So that nothing is lost, restate each entry exactly as supplied.

========

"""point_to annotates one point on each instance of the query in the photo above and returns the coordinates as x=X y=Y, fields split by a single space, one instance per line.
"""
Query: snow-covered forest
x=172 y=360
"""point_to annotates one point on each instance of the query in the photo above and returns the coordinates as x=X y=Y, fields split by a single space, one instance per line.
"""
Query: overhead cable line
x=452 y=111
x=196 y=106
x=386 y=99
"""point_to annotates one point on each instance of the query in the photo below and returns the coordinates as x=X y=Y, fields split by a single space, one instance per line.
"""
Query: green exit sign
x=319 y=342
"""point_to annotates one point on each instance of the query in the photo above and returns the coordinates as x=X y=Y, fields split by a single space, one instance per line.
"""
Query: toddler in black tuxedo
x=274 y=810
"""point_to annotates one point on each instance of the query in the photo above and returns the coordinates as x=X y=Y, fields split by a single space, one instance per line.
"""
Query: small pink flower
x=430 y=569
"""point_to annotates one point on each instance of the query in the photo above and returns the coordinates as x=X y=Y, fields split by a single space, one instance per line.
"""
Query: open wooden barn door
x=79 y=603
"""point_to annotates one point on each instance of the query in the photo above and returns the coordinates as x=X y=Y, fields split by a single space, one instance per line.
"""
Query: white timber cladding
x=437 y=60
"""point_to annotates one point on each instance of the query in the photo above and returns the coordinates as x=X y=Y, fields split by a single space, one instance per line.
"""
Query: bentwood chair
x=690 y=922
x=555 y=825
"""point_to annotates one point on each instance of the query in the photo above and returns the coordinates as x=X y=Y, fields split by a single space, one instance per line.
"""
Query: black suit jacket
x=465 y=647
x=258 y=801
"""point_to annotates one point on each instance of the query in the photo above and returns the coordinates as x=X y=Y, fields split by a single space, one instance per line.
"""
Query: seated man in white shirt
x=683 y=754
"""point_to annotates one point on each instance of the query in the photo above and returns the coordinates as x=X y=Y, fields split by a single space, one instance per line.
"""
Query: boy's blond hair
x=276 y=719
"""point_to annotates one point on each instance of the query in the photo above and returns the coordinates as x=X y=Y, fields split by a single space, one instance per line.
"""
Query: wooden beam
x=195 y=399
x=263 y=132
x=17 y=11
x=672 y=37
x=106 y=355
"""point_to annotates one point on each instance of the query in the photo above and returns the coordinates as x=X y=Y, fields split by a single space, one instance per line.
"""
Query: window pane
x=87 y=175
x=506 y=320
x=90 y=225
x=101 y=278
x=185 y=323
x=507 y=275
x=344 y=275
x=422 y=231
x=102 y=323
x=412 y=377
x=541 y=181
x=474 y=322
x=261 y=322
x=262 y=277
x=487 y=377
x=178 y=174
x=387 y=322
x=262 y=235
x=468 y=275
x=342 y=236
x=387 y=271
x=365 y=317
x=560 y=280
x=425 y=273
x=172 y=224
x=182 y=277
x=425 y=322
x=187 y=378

========

## [ANSWER TO THIS EXERCISE]
"""point_to annotates one point on each instance of the query in the photo above and returns the coordinates as x=X y=Y, fields split by a single space, one instance per line.
"""
Query: snow-covered forest
x=172 y=360
"""point_to annotates one point on each instance of the query in the photo above and returns the coordinates as x=X y=Y, fields split by a single space, one instance per line.
"""
Query: overhead cable line
x=452 y=111
x=196 y=106
x=386 y=99
"""point_to annotates one point on each instance of the query in the photo below and returns the coordinates as x=X y=Y, fields split by a single space, one instance per line.
"""
Query: green exit sign
x=319 y=342
"""point_to annotates one point on each instance of the query in the photo above and returns the coordinates as x=X y=Y, fields split by a single space, one instance per line.
"""
Query: toddler in black tuxedo
x=274 y=810
"""point_to annotates one point on each instance of the query in the photo above and returns the coordinates as x=X y=Y, fields split by a single space, one instance per line.
"""
Query: small pink flower
x=430 y=569
"""point_to annotates one point on each instance of the query in the photo above and returns the coordinates as x=X y=Y, fields split by a single space, one instance per line.
"""
Query: open wooden barn door
x=79 y=603
"""point_to annotates one point on each instance of the query in the photo above and returns the coordinates as x=X y=Y, fields split by a single space, one instance per line.
"""
Query: white timber cladding
x=437 y=60
"""point_to annotates one point on each instance of the query in the photo above and returns the coordinates as x=X y=Y, fields split by a single space, one instance per line.
"""
Query: bentwood chair
x=690 y=922
x=555 y=825
"""point_to annotates one point on each instance of the query in the photo above and returns the coordinates as x=X y=Y, fields split by a single space, one instance per line.
"""
Query: black suit jacket
x=465 y=647
x=258 y=801
"""point_to annotates one point on each instance of the query in the photo above and returns the coordinates as x=X y=Y, fields split by a single space, one instance per line.
"""
Query: seated man in white shirt
x=683 y=754
"""point_to annotates one point on each instance of the query in the photo above and returns the coordinates as x=X y=Y, fields split by a single space, one instance per line.
"""
Query: boy's blond hair
x=276 y=719
"""point_to annotates one point on each instance of the query in the photo above and returns the coordinates as x=X y=Y, fields split by a single space, one instance per line.
"""
Query: wooden beam
x=195 y=399
x=263 y=132
x=17 y=11
x=672 y=37
x=106 y=355
"""point_to annotates one point on each instance of the query in the photo above and returns the coordinates as x=X y=Y, fields split by a single space, one instance per line.
"""
Query: window pane
x=87 y=175
x=506 y=320
x=90 y=225
x=101 y=278
x=185 y=323
x=507 y=275
x=344 y=275
x=422 y=231
x=102 y=323
x=412 y=377
x=541 y=181
x=474 y=322
x=261 y=322
x=262 y=277
x=487 y=377
x=178 y=174
x=387 y=322
x=262 y=235
x=468 y=275
x=342 y=236
x=387 y=271
x=365 y=317
x=560 y=280
x=425 y=273
x=172 y=224
x=182 y=277
x=425 y=322
x=187 y=378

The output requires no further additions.